Prompt:
Which lines in the records below contain the word "brown"? Return each of those lines in full.

==============================

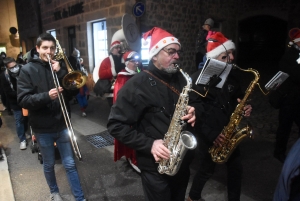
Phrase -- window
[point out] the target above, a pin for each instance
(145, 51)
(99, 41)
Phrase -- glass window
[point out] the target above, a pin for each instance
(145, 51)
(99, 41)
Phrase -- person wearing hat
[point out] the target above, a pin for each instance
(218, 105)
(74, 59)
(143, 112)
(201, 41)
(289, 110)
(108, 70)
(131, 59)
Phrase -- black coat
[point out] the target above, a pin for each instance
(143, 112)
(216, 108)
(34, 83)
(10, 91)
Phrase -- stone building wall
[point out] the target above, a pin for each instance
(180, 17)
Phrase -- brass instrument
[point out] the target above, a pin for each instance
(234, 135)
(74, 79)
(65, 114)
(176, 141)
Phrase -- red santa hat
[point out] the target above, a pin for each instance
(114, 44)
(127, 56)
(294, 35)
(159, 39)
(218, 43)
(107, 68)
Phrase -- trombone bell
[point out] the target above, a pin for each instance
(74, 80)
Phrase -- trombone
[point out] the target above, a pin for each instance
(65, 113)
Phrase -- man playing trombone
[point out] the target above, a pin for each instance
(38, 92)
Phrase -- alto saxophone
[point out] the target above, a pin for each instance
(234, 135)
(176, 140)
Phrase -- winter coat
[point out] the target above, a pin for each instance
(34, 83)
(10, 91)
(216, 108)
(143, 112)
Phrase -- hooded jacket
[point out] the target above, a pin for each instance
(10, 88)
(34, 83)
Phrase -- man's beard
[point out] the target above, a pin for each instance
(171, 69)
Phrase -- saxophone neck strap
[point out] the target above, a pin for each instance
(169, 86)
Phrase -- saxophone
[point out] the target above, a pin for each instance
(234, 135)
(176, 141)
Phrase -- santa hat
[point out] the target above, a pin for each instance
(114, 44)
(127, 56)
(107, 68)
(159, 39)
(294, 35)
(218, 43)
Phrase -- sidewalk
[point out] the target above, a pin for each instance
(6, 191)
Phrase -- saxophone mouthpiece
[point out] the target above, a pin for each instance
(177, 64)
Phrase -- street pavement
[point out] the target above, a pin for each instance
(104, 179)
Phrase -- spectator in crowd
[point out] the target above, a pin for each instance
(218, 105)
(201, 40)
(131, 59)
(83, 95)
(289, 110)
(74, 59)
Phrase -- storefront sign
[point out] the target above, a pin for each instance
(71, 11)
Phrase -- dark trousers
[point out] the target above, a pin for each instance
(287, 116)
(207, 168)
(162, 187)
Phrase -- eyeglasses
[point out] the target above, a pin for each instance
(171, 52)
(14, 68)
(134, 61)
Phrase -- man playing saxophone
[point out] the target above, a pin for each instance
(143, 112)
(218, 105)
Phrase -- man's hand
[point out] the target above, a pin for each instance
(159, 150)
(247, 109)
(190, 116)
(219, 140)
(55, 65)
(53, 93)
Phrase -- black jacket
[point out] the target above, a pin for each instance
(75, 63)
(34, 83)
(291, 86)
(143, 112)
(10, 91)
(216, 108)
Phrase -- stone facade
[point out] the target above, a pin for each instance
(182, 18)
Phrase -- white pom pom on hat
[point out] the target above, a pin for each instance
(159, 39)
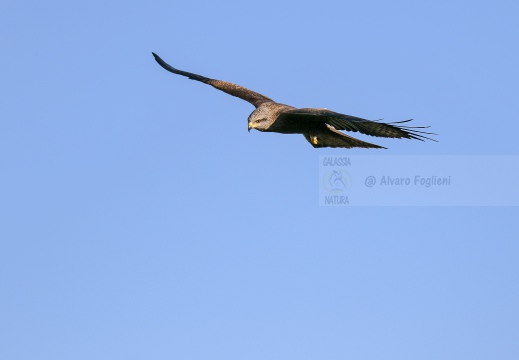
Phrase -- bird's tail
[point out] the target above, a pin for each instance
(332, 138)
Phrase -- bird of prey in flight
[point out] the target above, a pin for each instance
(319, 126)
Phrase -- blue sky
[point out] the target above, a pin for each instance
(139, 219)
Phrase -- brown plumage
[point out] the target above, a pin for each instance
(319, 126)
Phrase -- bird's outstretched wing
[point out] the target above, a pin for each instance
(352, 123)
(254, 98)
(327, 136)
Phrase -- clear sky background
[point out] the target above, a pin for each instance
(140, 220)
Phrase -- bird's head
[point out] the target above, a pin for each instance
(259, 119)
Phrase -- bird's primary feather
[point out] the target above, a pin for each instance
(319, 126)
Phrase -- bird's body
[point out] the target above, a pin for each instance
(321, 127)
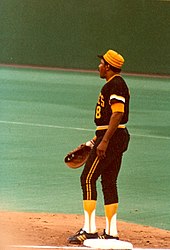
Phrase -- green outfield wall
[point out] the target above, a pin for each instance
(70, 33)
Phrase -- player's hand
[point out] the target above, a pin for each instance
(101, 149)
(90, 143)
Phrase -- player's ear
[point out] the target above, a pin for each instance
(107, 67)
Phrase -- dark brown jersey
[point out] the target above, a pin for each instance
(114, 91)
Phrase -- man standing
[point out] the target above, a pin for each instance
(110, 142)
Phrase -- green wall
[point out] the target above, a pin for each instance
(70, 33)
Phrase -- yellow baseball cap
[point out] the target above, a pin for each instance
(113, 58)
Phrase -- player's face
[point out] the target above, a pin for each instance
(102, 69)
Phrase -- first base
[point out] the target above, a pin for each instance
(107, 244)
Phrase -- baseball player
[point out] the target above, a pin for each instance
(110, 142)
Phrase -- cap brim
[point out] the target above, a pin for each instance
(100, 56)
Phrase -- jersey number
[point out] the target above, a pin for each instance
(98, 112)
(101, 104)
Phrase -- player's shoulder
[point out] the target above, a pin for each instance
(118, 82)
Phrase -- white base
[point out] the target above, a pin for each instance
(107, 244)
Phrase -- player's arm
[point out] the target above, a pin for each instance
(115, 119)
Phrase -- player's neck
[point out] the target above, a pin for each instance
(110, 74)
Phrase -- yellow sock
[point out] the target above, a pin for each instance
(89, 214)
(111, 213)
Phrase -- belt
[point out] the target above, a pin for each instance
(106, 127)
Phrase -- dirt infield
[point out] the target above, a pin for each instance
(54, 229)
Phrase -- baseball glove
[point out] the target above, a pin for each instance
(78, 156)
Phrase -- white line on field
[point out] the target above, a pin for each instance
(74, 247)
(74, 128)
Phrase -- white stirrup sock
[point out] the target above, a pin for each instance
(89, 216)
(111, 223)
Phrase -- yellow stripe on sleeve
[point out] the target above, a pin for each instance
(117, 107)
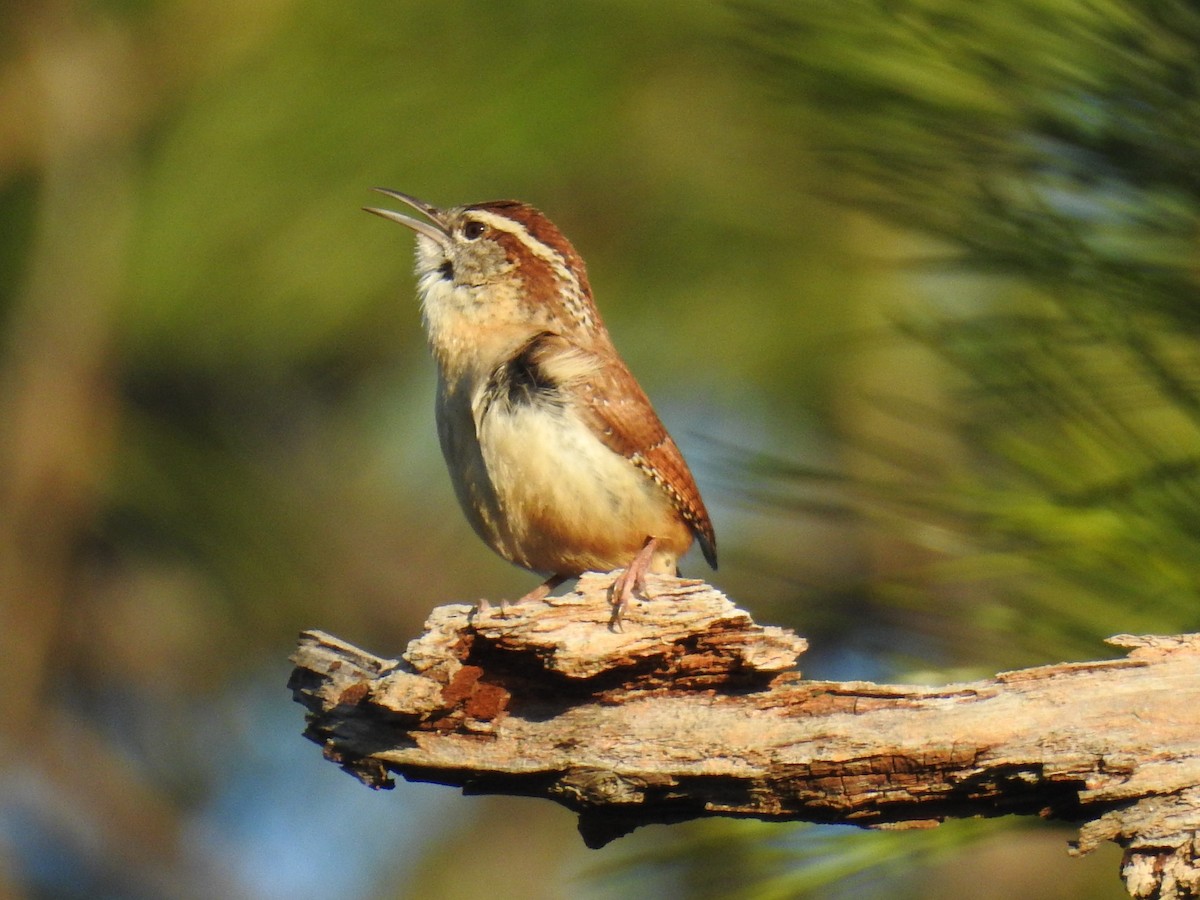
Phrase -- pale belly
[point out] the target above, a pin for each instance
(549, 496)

==============================

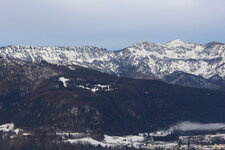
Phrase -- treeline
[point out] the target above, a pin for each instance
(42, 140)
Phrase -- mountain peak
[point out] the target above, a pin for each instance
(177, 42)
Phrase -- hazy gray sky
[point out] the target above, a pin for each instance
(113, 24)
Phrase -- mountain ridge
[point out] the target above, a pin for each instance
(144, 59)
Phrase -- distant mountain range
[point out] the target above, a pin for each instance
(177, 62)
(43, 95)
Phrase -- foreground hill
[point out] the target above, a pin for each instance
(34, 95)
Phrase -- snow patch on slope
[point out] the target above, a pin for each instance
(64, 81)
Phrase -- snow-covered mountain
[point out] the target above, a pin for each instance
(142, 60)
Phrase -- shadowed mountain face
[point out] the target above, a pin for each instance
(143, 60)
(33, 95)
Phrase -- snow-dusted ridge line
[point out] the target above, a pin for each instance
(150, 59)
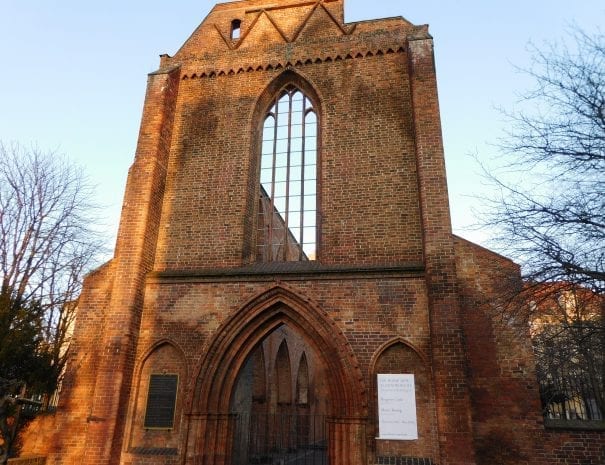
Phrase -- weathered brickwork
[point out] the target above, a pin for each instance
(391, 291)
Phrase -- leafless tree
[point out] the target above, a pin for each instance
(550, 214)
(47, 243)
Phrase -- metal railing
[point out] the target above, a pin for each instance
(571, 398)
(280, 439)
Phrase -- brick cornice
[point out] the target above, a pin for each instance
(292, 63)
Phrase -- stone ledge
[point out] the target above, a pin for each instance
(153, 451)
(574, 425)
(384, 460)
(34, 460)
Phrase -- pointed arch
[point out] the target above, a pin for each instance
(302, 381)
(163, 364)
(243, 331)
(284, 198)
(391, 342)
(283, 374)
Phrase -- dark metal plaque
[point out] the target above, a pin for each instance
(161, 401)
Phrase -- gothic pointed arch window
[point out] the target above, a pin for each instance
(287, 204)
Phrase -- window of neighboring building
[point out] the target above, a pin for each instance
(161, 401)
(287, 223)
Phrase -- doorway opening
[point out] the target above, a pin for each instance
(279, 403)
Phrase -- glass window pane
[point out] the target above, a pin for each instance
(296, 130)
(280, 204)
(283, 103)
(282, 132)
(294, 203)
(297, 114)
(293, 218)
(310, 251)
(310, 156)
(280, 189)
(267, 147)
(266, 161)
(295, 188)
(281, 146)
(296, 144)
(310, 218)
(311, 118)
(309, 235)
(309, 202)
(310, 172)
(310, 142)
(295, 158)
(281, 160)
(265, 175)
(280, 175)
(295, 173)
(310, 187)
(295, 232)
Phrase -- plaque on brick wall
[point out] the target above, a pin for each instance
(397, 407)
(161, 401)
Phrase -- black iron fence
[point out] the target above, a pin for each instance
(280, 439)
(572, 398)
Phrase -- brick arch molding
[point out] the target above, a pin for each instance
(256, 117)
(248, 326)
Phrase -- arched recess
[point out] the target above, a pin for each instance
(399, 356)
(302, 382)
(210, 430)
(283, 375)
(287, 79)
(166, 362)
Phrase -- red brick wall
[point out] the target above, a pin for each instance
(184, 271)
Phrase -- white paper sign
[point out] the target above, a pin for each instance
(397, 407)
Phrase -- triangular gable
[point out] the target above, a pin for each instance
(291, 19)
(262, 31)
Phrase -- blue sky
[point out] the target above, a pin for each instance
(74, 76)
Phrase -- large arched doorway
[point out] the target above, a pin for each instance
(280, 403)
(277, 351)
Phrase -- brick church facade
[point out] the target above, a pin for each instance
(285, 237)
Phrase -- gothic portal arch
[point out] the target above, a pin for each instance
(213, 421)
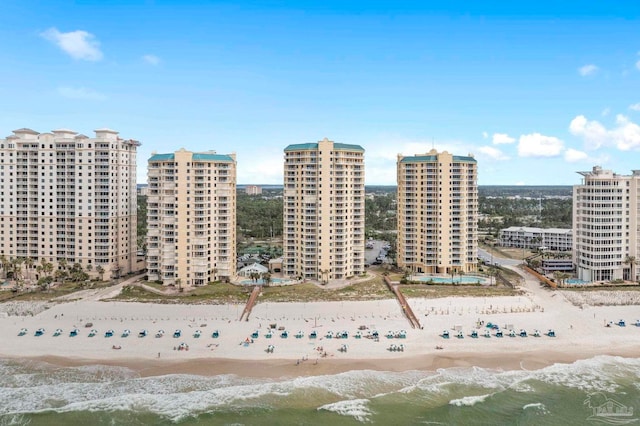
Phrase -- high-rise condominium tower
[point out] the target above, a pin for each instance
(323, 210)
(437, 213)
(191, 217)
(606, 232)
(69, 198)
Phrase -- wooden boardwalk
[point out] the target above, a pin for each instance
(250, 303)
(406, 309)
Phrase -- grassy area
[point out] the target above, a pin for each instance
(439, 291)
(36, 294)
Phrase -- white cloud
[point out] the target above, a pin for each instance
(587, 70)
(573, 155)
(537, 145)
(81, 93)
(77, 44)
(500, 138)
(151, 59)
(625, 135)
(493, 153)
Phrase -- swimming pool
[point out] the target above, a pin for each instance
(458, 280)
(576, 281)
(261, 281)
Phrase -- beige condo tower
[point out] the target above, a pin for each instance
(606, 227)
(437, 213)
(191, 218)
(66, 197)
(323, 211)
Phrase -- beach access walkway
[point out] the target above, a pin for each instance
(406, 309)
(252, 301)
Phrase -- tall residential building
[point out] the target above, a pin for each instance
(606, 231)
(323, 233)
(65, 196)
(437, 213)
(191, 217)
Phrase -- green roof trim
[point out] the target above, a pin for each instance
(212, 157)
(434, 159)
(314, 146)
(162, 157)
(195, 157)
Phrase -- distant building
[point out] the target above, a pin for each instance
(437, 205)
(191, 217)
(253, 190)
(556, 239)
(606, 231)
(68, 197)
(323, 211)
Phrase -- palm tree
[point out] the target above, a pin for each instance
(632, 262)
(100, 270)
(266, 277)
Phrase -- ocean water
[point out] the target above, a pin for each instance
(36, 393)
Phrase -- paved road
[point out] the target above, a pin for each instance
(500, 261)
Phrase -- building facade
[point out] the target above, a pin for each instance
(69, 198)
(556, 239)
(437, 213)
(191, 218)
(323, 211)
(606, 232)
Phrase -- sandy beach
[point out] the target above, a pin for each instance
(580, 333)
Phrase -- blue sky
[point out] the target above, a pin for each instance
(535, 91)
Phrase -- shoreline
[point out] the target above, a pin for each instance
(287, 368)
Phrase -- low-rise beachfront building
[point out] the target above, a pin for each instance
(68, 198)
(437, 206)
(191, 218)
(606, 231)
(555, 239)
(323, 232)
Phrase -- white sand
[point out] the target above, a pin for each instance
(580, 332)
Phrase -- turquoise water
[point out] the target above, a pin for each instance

==============================

Exercise answer:
Phrase -- brown plumage
Phrase -- dark brown jersey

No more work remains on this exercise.